Task directions:
Pull every line holding the string "jacket" from the records below.

=== Begin Enclosure ===

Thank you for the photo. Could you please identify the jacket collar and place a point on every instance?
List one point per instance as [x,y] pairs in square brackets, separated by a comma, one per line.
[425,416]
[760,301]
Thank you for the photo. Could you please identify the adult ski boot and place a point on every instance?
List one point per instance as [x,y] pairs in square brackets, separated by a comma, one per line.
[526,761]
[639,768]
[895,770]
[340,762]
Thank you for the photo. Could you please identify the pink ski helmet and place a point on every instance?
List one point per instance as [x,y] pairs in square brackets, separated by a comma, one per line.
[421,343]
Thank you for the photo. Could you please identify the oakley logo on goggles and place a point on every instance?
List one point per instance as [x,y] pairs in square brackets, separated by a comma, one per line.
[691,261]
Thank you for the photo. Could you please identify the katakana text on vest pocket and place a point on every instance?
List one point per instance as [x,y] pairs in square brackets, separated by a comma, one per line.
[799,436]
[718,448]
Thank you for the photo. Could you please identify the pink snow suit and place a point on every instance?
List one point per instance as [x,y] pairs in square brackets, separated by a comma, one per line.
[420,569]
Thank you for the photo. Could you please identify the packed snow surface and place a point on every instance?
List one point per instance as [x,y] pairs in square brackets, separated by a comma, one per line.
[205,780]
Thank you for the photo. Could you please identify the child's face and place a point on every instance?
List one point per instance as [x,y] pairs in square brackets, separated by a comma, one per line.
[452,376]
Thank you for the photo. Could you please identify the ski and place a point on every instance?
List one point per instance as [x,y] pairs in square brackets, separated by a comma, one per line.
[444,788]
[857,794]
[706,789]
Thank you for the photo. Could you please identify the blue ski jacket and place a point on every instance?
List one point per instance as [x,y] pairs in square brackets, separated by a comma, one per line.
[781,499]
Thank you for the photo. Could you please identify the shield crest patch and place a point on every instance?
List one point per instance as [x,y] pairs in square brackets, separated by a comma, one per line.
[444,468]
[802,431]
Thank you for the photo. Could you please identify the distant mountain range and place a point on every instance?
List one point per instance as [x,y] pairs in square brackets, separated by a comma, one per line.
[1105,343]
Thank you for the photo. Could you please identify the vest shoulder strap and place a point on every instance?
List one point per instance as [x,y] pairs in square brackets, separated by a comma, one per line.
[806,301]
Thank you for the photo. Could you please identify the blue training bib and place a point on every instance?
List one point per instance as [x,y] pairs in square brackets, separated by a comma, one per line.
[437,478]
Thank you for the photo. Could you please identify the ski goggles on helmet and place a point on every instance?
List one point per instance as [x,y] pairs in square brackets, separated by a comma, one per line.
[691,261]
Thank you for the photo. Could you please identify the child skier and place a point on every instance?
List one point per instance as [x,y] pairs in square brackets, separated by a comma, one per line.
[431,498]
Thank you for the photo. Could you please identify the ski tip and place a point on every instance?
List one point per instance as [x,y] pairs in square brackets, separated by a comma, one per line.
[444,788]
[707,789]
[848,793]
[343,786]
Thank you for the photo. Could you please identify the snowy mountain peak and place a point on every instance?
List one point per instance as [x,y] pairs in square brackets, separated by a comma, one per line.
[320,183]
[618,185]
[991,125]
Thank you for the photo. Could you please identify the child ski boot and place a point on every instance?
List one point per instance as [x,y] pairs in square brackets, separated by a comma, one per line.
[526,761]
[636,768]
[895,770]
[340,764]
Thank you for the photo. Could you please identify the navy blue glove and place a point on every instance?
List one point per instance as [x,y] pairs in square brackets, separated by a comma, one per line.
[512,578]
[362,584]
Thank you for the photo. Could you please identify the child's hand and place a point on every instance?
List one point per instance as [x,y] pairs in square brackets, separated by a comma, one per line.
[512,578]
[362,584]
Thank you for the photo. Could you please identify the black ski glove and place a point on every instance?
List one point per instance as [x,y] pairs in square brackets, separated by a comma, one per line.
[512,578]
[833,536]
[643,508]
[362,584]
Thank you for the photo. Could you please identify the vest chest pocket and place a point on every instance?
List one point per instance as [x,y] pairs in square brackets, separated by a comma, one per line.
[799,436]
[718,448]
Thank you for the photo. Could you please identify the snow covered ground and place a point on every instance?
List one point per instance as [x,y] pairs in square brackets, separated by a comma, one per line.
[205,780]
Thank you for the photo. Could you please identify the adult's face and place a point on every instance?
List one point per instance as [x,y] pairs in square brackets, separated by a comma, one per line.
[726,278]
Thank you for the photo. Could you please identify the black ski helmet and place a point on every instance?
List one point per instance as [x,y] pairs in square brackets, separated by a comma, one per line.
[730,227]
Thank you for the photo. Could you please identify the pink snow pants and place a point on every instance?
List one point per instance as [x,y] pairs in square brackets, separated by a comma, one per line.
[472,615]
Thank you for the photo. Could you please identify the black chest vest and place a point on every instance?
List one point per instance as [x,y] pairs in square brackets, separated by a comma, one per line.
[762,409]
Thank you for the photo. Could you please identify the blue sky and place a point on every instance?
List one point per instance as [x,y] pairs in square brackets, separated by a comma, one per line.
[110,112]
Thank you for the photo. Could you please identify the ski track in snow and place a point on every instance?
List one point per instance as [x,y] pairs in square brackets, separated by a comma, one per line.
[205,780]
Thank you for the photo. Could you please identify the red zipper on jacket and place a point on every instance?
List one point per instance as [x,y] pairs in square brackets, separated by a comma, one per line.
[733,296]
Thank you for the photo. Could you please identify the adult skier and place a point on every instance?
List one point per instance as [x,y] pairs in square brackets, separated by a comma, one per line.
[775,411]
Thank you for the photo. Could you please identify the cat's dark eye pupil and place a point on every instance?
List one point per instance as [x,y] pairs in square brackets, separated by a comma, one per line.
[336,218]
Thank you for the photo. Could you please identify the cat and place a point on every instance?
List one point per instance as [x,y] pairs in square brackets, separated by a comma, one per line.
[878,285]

=== End Enclosure ===

Answer section:
Thank you for the photo. Could you please identify the jacket collar and place a point on every instance?
Thank you for the photo. Could you please identify the blue ski jacket and place a point on every instance?
Thank you for the photo. Could you please identify the red zipper on jacket and place a point on every instance?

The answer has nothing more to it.